## 課題 A
制動トルク検出装置についての本文を読んで、次の問いに答えてください。
(i) ブレーキが前輪に設けられている場合、サスペンション構成部材は何とすることができるか。
(ii) 引張力や押付力は、何に比例する大きさか。
(iii) 液圧発生装置が保持される車体側固定部材と、ブレーキ本体が保持される車体側固定部材は、同一部材でなければならないか。

## 本文
● ● ●
本項に記載の制動トルク検出装置においては、摩擦係合
部材を保持するブレーキ本体が車体側固定部材にブレー
キ回転体のほぼ周方向に相対移動可能に保持されてい
る。そのため、ブレーキの作動によってブレーキ本体が
ブレーキ回転体の回転方向の連れ回り力によって、車体
側固定部材に対してブレーキ回転体のほぼ周方向に相対
移動させられる。このブレーキ本体の移動に基づいて液
圧発生装置に液圧が発生させられるのであり、液圧発生
装置の液圧は、連れ回り力、すなわち、摩擦力に応じた
大きさになる。車体側固定部材は、例えば、車輪ととも
には回転しないサスペンション装置の構成部材またはそ
の構成部材に相対回転不能に取り付けられた部材とする
ことができる。サスペンション構成部材は、ブレーキが
前輪に設けられたものである場合には、ステアリングナ
ックルとすることができ、後輪に設けられたものである
場合には、リヤアクセルハウジングとすることができ
る。ブレーキ回転体の近傍に位置するものを利用するこ
とが望ましいのである。 (12)前記液圧発生装置の本体を、車体側固定部材に少
なくとも前記ブレーキ回転体のほぼ周方向に相対移動不
能に保持する液圧発生装置保持装置を含む(11)項に記載
のブレーキ制御装置。液圧発生装置の本体は、車体側固
定部材にほぼ周方向に相対移動不能に保持され、ブレー
キ本体は車体側固定部材にほぼ周方向に相対移動可能に
保持される。したがって、ブレーキ本体がほぼ周方向に
相対移動させられれば、ブレーキ本体と液圧発生装置と
の相対位置関係が変わる。これらが接近したり、離間し
たりするのであり、それによって、液圧発生装置に引張
力が加えられたり、押付力が加えられたりする。液圧発
生装置には、これら引張力や押付力に応じた液圧が発生
させられる。また、これら引張力や押付力は、摩擦係合
部材とブレーキ回転体との間の摩擦力に比例する大きさ
であり、液圧発生装置の液圧に基づけば、摩擦力を検出
することができ、制動力を検出することができる。な
お、液圧発生装置が保持される車体側固定部材と、ブレ
ーキ本体が保持される車体側固定部材とは同一部材であ
っても異なる部材であってもよい。いずれにしても、ブ
レーキ本体の周方向の移動によって、ブレーキ本体と液
圧発生装置との相対位置関係が変わる。
● ● ●
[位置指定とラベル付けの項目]
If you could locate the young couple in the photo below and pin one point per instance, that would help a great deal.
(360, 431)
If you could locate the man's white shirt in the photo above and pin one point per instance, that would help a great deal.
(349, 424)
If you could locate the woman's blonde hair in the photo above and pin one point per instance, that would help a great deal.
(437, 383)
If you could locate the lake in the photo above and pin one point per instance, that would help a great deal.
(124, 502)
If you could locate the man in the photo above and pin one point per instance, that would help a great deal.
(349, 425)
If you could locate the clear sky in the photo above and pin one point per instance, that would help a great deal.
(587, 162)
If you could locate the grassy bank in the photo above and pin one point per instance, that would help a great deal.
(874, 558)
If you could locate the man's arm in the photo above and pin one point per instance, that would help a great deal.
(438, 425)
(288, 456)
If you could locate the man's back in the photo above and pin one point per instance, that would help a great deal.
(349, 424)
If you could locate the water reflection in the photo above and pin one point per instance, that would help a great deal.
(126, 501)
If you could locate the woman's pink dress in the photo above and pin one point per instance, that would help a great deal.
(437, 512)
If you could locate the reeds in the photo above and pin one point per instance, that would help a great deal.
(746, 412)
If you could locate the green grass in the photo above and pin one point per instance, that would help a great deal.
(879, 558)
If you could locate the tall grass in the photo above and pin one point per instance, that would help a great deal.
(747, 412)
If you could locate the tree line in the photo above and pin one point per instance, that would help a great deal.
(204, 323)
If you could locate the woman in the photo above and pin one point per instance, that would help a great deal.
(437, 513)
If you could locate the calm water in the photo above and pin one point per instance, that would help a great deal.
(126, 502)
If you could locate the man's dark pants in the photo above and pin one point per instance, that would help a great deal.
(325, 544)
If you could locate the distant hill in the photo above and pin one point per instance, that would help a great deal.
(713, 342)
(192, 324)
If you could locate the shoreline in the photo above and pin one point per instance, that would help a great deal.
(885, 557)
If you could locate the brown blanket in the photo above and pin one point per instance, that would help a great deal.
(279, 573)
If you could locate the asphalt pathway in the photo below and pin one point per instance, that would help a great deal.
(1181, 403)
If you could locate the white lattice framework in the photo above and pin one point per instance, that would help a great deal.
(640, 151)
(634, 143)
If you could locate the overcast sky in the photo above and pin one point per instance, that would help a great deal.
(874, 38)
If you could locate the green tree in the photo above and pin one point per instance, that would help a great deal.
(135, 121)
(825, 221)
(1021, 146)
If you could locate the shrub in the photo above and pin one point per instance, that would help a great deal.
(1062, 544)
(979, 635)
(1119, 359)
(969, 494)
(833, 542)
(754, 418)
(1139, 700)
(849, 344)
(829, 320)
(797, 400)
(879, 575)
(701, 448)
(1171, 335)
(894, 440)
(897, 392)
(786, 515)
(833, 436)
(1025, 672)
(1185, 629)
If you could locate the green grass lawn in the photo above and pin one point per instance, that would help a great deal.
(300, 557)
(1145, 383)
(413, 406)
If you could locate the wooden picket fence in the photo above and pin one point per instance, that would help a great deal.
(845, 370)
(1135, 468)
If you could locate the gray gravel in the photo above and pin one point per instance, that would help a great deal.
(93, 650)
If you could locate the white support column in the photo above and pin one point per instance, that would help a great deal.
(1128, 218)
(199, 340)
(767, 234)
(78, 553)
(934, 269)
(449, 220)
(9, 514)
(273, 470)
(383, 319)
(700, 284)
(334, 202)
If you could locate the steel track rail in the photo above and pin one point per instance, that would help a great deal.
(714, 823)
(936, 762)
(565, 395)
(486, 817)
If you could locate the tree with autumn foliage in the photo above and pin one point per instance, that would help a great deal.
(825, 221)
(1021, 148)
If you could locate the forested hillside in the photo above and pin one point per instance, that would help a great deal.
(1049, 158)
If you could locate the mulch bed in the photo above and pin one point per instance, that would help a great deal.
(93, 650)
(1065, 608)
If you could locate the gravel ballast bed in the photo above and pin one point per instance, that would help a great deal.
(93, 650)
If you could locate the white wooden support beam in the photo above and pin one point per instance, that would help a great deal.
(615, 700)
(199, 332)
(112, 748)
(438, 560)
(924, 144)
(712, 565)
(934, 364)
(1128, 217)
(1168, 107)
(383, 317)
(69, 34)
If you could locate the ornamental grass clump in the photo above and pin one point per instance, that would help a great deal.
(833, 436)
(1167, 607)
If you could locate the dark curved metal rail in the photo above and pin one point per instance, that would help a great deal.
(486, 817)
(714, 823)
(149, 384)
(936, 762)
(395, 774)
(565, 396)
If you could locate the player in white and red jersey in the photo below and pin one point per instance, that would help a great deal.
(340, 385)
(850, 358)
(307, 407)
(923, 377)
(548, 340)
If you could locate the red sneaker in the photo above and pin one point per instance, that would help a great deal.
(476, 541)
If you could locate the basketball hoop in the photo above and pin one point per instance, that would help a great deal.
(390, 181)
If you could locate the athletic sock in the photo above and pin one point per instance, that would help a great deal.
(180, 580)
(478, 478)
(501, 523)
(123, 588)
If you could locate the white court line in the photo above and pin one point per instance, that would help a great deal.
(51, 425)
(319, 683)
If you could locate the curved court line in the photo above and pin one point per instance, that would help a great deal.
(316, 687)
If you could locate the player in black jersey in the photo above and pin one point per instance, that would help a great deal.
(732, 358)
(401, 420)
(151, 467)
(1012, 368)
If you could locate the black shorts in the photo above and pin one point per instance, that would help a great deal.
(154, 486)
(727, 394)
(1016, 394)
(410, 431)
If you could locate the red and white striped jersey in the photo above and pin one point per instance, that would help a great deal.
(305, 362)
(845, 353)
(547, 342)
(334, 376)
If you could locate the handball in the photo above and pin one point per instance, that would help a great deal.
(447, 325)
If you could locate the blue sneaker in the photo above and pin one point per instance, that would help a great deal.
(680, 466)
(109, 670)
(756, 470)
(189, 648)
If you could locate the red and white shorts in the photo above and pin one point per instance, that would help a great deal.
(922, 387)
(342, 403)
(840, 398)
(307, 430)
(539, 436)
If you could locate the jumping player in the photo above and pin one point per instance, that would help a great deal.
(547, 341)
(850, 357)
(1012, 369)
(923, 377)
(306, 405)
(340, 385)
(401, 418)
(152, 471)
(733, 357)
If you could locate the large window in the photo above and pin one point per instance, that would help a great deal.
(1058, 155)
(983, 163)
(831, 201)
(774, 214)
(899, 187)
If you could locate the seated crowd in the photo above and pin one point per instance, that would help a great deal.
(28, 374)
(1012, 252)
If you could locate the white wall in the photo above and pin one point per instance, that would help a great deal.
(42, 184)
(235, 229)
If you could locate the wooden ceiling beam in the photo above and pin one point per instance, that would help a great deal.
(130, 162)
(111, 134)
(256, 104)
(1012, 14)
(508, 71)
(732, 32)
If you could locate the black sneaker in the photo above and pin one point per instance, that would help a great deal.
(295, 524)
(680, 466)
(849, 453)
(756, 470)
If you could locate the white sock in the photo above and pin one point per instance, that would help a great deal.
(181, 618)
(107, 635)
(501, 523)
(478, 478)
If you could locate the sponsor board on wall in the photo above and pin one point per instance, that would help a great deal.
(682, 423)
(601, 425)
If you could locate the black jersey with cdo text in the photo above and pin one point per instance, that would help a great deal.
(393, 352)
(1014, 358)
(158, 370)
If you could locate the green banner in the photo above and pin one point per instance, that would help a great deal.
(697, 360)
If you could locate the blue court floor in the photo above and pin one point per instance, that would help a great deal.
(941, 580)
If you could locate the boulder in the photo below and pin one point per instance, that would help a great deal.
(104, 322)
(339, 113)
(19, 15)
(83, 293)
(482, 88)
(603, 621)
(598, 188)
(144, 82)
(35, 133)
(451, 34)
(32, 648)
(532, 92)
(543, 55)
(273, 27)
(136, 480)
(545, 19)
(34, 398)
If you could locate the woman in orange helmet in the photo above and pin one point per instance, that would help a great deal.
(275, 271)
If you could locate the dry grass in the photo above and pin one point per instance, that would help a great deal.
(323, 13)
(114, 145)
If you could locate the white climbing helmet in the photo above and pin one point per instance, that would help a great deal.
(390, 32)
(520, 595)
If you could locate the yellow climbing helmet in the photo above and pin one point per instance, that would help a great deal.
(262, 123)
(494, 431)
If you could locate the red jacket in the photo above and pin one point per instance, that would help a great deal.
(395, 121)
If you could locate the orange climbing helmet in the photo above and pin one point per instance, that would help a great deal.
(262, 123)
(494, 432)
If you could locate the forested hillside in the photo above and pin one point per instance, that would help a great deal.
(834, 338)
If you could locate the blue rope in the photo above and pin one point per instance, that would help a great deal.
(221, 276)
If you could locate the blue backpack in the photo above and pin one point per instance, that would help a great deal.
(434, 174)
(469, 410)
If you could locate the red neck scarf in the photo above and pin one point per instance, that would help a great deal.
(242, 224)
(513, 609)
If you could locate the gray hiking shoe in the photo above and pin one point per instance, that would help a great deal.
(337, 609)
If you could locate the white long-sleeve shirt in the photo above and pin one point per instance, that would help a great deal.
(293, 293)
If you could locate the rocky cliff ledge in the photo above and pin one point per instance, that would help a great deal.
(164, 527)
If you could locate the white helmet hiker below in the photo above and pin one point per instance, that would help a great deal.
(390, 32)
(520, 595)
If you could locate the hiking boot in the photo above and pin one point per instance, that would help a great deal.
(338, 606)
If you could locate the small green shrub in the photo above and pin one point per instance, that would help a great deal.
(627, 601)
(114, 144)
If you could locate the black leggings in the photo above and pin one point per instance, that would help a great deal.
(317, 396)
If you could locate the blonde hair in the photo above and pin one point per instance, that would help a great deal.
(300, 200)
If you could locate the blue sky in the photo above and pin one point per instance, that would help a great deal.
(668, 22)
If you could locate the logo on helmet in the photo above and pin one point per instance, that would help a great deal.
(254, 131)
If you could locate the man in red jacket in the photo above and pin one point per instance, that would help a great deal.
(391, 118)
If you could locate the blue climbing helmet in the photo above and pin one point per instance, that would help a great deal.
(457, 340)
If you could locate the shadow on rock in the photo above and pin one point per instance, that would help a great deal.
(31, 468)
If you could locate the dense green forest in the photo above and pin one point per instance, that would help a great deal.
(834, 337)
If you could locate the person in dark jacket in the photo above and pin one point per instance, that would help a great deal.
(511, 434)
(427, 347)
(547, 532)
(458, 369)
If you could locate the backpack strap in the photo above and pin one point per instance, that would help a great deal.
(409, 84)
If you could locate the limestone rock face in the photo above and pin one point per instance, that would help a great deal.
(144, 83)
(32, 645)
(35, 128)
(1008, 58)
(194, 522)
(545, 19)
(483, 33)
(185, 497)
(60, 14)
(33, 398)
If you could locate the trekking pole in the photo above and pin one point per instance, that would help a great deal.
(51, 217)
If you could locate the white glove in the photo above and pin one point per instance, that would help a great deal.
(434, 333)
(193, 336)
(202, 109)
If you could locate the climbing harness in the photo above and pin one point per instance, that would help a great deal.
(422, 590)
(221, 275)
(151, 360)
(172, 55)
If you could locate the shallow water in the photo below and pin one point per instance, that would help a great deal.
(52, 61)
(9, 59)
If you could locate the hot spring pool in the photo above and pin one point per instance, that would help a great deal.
● ● ●
## 課題 B
一覧のうち、"If you could locate the blue climbing"を含む行から一覧の最後の行までを、両端の行も含めてそのまま書き写してください。

## 回答 A
(i) ステアリングナックル。
(ii) 摩擦係合部材とブレーキ回転体との間の摩擦力。
(iii) いいえ。同一部材であっても異なる部材であってもよい。

## 回答 B
If you could locate the blue climbing helmet in the photo above and pin one point per instance, that would help a great deal.
(457, 340)
If you could locate the shadow on rock in the photo above and pin one point per instance, that would help a great deal.
(31, 468)
If you could locate the dense green forest in the photo above and pin one point per instance, that would help a great deal.
(834, 337)
If you could locate the person in dark jacket in the photo above and pin one point per instance, that would help a great deal.
(511, 434)
(427, 347)
(547, 532)
(458, 369)
If you could locate the backpack strap in the photo above and pin one point per instance, that would help a great deal.
(409, 84)
If you could locate the limestone rock face in the photo above and pin one point per instance, that would help a great deal.
(144, 83)
(32, 645)
(35, 128)
(1008, 58)
(194, 522)
(545, 19)
(483, 33)
(185, 497)
(60, 14)
(33, 398)
If you could locate the trekking pole in the photo above and pin one point per instance, that would help a great deal.
(51, 217)
If you could locate the white glove in the photo above and pin one point per instance, that would help a great deal.
(434, 333)
(193, 336)
(202, 109)
If you could locate the climbing harness in the photo above and pin one point per instance, that would help a great deal.
(422, 590)
(221, 275)
(151, 360)
(172, 55)
If you could locate the shallow water in the photo below and pin one point per instance, that would help a great deal.
(52, 61)
(9, 59)
If you could locate the hot spring pool in the photo above and pin one point per instance, that would help a great deal.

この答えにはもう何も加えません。